**Source records**
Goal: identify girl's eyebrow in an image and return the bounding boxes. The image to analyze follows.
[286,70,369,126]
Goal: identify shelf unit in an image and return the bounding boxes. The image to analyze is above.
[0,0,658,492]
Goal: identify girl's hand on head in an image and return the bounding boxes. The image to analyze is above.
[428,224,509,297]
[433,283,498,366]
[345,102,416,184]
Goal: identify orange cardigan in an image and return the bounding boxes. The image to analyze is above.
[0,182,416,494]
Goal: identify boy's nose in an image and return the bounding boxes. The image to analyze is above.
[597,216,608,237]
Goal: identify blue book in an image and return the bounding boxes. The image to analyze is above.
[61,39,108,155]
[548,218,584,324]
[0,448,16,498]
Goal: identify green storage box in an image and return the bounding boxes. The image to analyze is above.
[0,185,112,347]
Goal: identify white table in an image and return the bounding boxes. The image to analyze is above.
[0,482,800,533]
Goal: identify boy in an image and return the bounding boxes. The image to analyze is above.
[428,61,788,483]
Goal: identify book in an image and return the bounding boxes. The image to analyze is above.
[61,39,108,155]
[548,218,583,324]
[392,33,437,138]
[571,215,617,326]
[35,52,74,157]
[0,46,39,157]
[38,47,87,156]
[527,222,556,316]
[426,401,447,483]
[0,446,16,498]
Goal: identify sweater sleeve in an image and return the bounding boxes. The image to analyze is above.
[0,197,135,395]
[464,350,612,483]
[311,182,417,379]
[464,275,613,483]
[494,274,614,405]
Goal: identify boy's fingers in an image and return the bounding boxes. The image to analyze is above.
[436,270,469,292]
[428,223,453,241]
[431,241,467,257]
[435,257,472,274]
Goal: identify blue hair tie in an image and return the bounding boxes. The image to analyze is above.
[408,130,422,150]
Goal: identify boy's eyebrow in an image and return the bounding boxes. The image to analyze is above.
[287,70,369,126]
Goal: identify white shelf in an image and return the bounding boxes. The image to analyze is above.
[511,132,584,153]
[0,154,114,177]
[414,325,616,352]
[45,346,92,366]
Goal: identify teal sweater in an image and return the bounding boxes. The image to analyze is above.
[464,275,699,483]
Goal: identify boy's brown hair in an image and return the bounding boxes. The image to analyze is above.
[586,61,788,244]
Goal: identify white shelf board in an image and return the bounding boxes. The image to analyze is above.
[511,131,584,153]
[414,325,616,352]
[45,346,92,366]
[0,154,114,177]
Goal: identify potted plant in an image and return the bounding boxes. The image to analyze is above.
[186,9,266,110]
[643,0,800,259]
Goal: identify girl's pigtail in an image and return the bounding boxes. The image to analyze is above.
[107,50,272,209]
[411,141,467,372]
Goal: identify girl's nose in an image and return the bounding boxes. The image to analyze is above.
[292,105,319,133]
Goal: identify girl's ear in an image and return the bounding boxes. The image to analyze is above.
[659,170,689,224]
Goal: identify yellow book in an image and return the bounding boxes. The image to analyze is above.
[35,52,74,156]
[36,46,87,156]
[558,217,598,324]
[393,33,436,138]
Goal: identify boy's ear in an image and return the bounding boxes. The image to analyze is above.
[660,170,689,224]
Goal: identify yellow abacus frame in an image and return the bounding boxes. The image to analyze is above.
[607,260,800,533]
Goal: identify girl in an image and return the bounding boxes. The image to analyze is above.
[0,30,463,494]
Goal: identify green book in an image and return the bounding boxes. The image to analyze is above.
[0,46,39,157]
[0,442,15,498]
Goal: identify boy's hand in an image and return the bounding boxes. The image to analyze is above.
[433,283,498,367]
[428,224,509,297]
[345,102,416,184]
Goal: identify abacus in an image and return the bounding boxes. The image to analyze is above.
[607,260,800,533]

**Task objective**
Write out all the lines above again, swapping every "Goal" for "Task" and leaving everything else unchanged.

**The reply**
Task: identify girl's eyebrow in an image and return the bounding boxes. The image to analyze follows.
[286,70,369,126]
Task: identify shelf unit in an image and return the bounding boxes. The image to analyze is above.
[0,0,658,492]
Task: identify girl's hand on head in an image and return the bounding boxes. The image to analyze is above.
[428,224,509,297]
[433,283,498,366]
[345,102,416,184]
Task: identify orange cardigan in an image and return the bounding boxes. The image to analyze is above.
[0,182,416,494]
Task: identify boy's nose in an image and return the bounding boxes. The image to analyze is above.
[597,216,608,237]
Task: identify blue book in an image and return the bounding boxes. The image to analyze is above.
[61,39,108,155]
[548,218,584,324]
[0,448,16,498]
Task: identify green storage box in an image and return the bounding boxes. The image to analyze is above.
[0,185,112,347]
Task: identify white table in an image and return the bounding boxes. The image to analyze is above.
[0,482,800,533]
Task: identify boy in an image and return the bounding boxes. The image to analyze is above.
[428,61,788,483]
Task: identify book in an image and return the bounding boxes. The image to analyze is above.
[61,39,108,155]
[548,218,583,324]
[392,33,437,138]
[571,215,617,326]
[35,52,74,157]
[0,46,39,157]
[38,47,87,156]
[527,222,556,316]
[426,401,447,483]
[0,446,16,498]
Task: identify sweater sleeve in an image and return the bounding boxes. The image to analyze is above.
[0,197,135,395]
[464,350,612,483]
[311,182,417,379]
[464,275,613,483]
[494,274,614,405]
Task: identify boy's fingers in an image and return the bounding boxes. The image to analyze is above.
[436,270,469,292]
[428,223,453,241]
[431,241,467,257]
[435,257,472,274]
Task: identify blue hair tie in an image and return the bounding boxes. The image to analyze is above.
[408,130,422,150]
Task: identify boy's eyebrow in an image and return the bounding boxes. The image to analyze is above.
[287,70,369,126]
Task: identify white shelf in an image and return the bounding boxes. The image to analyze is above.
[511,132,584,153]
[0,154,114,177]
[414,325,616,352]
[45,346,92,366]
Task: identify teal sweater in an image and return the bounding boxes. The image to analyze is above.
[464,275,699,483]
Task: identify boy's brown hair in an image and return the bounding boxes. The image to analyze is above.
[586,61,788,244]
Task: identify white shelf board in an image and return the bounding boxes. The image to analyze is above.
[511,131,584,153]
[414,325,616,352]
[45,346,92,366]
[0,154,114,177]
Task: identify potted plant in an image and return the bounding boxes. The image to analyze is above.
[186,9,266,110]
[643,0,800,259]
Task: identify girl's pigtail in an image and return the bounding boxes. The image to analyze is above.
[107,50,272,209]
[411,141,467,372]
Task: identify girl's nose in an image and return the bounding boxes. The image to analyze is above.
[292,105,319,133]
Task: identify girl's ear in an image and return the bounding boxes. The image to analyze is above.
[659,170,689,224]
Task: identify yellow book in an image and return the bounding boxes. The image to analyze is above.
[35,52,74,156]
[36,46,87,156]
[558,217,598,324]
[393,33,436,138]
Task: identify boy's ear in an image and return the bounding boxes. The image to analyze is above.
[660,170,689,224]
Task: identify yellow abacus frame in an image and return the bounding boxes. The image to analyze is above.
[607,260,800,533]
Task: identify girl in an image and return the bounding boxes. The image to analyze is above.
[0,30,463,494]
Task: identify green book in an image and return the bounding boxes. The image to analyze is above.
[0,46,39,157]
[0,442,15,498]
Task: identify boy's hand in an image and return the bounding boxes. The image to analyze is above.
[433,283,498,367]
[428,224,509,297]
[345,102,416,184]
Task: identify abacus in an image and return the bounding boxes. The image to analyze is above.
[607,260,800,533]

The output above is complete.